## Written exercise
Reproduce all of the data below word for word, omitting the pictures.

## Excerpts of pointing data
--*--

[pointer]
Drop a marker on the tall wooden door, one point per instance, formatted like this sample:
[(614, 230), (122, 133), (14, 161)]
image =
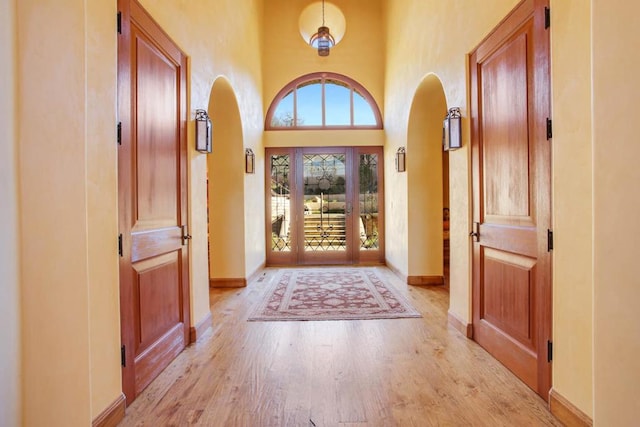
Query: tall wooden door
[(152, 186), (511, 194), (324, 205)]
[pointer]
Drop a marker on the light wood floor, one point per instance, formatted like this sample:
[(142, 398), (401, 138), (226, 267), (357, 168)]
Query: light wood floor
[(400, 372)]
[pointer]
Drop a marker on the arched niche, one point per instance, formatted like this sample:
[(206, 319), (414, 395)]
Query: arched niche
[(425, 183), (225, 176)]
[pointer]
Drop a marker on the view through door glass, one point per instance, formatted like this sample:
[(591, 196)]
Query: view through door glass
[(324, 205)]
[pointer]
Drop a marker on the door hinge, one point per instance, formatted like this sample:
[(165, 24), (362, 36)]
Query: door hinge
[(547, 18)]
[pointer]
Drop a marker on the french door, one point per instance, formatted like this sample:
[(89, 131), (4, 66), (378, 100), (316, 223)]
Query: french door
[(324, 205)]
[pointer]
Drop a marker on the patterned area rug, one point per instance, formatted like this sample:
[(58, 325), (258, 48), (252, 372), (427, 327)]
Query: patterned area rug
[(331, 294)]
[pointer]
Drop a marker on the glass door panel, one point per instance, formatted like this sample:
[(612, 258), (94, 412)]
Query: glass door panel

--*--

## The response
[pointer]
Drop a marker on the tall wooden door, one point per instance, formatted like this sample:
[(614, 230), (122, 133), (14, 161)]
image =
Query: tall wooden door
[(152, 186), (511, 194), (324, 205)]
[pointer]
Drop a marker on the light wood floor, one point per instance, formatted like this sample:
[(142, 398), (401, 138), (226, 267), (357, 168)]
Query: light wood floor
[(400, 372)]
[pointer]
Drop a marker on the arched niche, one point per instance, formatted like this sample:
[(206, 319), (414, 395)]
Query: arched niche
[(425, 183), (225, 176)]
[pointer]
Drop a marker on the view through door glass, one point per instance, formatted like this sample:
[(591, 196)]
Query: view through door glass
[(324, 205)]
[pointer]
Drop a marker on the door hinge, one point per instance, formatted like this sample:
[(165, 24), (362, 36)]
Query: door hinge
[(547, 18)]
[pointer]
Drop a marker on the french door, one point per instance, formatted like this sample:
[(89, 131), (4, 66), (378, 100), (316, 223)]
Query: french door
[(324, 205)]
[pointer]
Drop a marker on the patterned area rug, one point per instance, formatted like this sample:
[(58, 325), (258, 48), (252, 372), (427, 327)]
Query: patterned area rug
[(331, 294)]
[pointer]
Drop a marker on the glass door panel, one point per instance, formatted like this sample:
[(612, 258), (94, 412)]
Query: glass door panel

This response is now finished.